EXERCISE DIRECTIONS:
Select and copy out every line of the entries below that contains the word "knit".

═════ EXTRACTED MATERIAL ═════

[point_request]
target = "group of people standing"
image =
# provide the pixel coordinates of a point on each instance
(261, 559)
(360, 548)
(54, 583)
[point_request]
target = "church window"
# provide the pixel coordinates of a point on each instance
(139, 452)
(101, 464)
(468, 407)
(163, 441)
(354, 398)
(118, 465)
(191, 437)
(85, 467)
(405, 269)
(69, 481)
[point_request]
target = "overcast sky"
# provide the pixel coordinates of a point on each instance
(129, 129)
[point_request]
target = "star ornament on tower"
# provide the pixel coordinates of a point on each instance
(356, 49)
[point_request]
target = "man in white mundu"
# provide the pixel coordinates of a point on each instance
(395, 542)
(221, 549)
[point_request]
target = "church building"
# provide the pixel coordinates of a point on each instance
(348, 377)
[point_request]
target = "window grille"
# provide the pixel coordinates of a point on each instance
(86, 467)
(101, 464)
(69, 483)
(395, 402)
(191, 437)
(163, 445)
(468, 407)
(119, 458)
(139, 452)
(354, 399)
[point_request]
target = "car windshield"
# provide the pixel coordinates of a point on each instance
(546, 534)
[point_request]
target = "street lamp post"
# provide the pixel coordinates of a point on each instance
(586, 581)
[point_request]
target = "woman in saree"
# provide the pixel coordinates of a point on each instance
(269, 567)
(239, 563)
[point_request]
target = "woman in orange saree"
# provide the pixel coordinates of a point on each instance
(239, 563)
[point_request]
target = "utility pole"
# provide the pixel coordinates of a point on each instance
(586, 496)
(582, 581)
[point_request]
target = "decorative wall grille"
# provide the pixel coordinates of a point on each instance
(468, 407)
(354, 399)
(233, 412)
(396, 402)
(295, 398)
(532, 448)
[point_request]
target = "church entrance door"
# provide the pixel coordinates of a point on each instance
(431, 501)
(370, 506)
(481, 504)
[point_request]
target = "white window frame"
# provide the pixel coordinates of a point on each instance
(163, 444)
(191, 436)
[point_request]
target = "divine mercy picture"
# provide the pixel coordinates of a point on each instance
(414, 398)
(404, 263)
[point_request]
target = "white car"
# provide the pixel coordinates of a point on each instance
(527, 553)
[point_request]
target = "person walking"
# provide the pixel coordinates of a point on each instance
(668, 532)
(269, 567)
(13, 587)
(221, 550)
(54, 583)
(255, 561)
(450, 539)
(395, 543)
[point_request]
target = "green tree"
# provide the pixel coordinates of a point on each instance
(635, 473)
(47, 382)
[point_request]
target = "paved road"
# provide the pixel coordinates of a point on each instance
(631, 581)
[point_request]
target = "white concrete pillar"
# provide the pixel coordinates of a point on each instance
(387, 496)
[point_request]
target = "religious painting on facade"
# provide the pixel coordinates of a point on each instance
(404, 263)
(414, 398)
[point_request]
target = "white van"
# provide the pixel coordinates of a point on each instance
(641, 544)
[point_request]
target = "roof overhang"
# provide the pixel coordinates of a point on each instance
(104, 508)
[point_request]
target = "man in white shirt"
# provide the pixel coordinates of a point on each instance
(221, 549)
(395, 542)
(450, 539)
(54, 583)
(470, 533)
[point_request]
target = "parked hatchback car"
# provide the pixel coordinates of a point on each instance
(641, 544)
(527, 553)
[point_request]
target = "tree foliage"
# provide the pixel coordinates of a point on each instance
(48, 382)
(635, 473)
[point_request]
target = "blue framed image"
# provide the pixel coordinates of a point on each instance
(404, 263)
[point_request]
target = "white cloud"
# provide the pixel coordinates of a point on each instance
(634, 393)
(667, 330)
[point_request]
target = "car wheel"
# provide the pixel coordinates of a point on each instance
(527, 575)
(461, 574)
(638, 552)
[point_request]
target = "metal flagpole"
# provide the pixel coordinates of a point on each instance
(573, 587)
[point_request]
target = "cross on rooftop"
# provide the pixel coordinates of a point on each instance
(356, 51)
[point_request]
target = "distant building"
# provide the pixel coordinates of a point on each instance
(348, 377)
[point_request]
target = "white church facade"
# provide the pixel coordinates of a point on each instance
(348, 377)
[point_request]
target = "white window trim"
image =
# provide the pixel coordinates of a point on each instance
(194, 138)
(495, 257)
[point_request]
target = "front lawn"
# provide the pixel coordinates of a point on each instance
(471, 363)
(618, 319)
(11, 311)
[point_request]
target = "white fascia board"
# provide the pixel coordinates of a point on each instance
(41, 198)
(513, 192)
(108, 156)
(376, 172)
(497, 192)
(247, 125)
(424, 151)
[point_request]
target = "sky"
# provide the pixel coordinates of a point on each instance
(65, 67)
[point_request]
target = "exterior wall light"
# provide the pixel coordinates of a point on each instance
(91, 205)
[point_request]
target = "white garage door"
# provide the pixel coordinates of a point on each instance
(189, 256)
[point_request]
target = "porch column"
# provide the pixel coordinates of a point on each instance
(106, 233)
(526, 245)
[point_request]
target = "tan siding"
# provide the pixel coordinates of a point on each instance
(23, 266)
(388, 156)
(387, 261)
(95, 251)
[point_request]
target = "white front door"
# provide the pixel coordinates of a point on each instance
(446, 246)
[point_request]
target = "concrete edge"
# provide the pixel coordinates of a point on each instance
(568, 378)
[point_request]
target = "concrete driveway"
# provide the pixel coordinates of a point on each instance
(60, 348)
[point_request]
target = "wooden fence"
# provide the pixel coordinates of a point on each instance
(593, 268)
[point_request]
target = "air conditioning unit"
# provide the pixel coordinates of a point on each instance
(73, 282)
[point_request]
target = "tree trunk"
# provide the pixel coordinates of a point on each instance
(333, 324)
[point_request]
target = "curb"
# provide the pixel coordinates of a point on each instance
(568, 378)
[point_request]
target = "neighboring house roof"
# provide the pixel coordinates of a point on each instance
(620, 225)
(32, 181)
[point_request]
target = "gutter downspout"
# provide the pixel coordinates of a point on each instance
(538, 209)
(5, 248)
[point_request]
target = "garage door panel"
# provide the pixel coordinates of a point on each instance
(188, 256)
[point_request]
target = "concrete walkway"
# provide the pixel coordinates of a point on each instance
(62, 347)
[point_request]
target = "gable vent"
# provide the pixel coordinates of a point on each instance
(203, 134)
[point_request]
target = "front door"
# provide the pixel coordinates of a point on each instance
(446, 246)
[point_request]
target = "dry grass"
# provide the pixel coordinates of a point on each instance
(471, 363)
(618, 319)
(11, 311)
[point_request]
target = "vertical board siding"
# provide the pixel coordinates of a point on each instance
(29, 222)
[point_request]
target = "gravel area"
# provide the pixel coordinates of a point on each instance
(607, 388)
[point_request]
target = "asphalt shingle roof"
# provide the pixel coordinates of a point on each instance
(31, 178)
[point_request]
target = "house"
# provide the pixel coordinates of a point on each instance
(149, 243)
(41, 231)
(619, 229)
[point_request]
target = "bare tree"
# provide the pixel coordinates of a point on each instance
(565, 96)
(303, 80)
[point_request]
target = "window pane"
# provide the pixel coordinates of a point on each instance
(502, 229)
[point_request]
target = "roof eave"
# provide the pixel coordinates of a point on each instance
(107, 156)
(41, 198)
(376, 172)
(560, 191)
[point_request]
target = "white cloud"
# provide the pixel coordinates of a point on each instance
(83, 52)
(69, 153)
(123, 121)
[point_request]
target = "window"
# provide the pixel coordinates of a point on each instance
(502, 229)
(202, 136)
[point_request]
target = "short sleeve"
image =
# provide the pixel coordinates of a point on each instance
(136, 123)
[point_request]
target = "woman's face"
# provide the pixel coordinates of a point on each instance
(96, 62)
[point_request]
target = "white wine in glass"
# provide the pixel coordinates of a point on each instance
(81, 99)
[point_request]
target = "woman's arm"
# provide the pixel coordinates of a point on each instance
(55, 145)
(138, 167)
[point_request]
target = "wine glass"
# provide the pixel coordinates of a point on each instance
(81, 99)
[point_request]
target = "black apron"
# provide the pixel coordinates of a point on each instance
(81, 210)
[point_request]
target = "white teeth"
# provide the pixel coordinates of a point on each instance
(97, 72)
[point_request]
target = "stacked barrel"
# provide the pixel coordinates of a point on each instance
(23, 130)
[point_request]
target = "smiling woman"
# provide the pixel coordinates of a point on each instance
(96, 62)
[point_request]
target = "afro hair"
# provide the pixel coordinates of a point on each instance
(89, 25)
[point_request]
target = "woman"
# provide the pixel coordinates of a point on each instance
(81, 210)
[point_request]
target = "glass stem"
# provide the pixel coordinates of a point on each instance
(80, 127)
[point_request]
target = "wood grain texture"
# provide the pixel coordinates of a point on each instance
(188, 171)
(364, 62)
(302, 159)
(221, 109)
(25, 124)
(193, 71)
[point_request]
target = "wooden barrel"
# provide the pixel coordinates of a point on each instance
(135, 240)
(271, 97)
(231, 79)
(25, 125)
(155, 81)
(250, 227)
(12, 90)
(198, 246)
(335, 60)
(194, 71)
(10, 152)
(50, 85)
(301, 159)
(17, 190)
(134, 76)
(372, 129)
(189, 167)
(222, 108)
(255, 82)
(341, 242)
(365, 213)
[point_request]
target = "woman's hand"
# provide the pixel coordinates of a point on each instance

═════
═════ EXTRACTED MATERIAL ═════

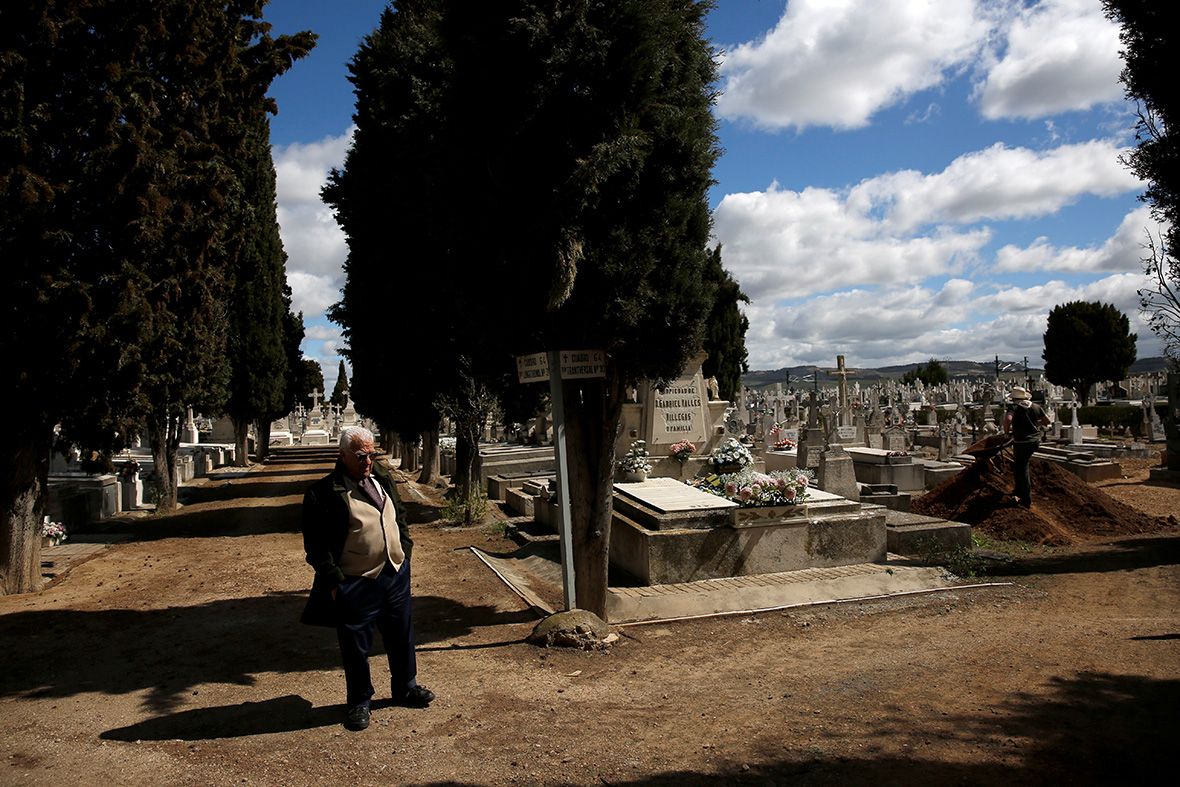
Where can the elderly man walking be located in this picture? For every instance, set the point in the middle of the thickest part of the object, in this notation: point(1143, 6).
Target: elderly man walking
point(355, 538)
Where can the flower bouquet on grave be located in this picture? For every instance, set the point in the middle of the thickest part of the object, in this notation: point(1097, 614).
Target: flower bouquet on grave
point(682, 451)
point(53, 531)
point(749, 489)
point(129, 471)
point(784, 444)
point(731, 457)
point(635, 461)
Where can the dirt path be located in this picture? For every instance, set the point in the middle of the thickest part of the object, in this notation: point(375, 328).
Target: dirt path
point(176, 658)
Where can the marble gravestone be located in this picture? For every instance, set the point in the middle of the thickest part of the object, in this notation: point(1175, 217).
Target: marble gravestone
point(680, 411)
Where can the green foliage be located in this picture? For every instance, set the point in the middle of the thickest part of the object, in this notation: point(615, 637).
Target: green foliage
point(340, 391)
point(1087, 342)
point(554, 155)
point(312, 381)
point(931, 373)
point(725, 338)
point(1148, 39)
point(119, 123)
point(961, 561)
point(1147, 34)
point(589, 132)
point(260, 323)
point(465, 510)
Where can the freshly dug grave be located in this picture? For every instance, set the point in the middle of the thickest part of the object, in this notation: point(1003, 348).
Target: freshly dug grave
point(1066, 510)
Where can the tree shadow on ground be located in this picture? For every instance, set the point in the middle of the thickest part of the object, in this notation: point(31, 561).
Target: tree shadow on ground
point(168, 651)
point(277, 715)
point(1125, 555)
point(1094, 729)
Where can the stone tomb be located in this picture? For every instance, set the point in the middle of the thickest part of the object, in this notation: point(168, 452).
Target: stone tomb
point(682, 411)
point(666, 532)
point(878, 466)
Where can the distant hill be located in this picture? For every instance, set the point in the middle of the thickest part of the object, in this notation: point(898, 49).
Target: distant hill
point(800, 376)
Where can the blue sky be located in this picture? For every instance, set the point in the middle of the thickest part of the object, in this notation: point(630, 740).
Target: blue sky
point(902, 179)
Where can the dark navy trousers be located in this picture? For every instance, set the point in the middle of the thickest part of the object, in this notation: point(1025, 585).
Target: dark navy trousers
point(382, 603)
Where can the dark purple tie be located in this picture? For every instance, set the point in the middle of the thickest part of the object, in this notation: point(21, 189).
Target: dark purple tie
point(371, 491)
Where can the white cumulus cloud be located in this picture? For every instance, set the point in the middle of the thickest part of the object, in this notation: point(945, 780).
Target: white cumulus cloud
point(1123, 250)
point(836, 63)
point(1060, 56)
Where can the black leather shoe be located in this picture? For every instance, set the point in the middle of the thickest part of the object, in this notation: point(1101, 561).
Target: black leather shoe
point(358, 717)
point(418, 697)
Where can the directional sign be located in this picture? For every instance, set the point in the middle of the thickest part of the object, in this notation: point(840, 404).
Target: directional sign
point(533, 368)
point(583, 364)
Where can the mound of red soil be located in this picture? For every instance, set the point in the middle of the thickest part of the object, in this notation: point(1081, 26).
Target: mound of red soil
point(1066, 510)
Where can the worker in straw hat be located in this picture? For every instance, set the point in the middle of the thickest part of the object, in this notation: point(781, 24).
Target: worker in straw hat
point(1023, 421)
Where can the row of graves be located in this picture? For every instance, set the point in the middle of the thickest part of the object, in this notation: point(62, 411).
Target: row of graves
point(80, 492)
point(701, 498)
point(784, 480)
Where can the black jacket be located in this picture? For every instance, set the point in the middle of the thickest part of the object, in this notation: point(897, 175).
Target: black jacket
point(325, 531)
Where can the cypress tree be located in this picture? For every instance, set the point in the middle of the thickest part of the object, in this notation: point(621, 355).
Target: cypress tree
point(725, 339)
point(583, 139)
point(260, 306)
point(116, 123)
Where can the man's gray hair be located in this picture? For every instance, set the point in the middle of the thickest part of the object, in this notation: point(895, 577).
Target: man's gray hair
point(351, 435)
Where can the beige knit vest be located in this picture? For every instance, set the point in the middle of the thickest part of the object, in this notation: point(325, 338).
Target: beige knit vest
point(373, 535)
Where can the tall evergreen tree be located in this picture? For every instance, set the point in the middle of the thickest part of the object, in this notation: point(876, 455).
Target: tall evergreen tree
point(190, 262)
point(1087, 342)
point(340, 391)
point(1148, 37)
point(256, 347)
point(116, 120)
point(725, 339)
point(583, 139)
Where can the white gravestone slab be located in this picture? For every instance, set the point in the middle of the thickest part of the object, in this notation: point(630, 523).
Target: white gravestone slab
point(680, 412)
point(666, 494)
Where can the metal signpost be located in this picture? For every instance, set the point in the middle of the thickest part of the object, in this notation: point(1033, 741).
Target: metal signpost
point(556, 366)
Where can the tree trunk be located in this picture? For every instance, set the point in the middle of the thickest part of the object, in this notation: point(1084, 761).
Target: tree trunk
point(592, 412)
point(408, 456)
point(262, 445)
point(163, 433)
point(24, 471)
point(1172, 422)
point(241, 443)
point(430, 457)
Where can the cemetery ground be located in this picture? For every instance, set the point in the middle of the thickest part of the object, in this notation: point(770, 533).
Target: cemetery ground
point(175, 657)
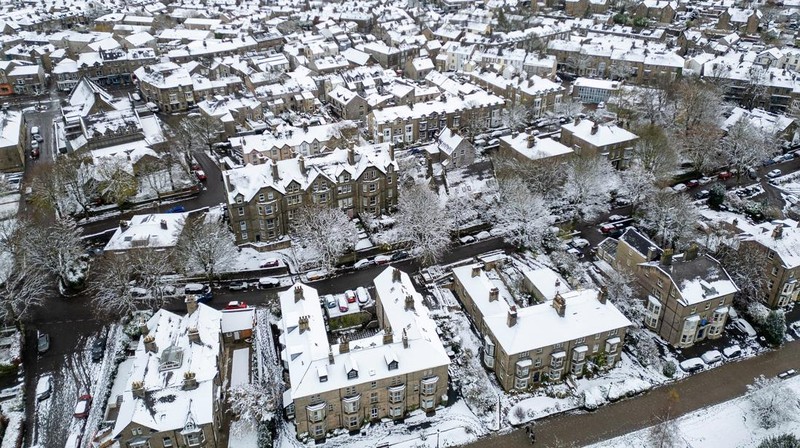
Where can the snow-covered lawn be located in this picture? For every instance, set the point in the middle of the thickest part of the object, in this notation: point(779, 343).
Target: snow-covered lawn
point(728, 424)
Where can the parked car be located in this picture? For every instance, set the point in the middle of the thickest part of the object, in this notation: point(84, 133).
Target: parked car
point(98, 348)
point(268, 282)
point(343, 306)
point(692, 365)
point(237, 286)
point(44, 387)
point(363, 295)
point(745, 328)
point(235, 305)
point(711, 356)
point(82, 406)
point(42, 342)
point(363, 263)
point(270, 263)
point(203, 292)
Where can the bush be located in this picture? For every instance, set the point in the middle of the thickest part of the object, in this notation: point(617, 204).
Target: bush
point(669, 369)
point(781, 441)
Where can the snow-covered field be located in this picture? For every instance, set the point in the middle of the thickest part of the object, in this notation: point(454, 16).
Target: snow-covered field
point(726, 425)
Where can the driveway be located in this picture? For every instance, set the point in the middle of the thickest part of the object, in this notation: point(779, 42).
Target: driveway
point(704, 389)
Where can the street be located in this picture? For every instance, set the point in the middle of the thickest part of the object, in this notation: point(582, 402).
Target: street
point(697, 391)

═════

WRITTEN ANSWER:
Where can the beige knit vest be located in this picture? For every instance, set the point in the middle of the thickest part of the object, in this notation: point(325, 338).
Target: beige knit vest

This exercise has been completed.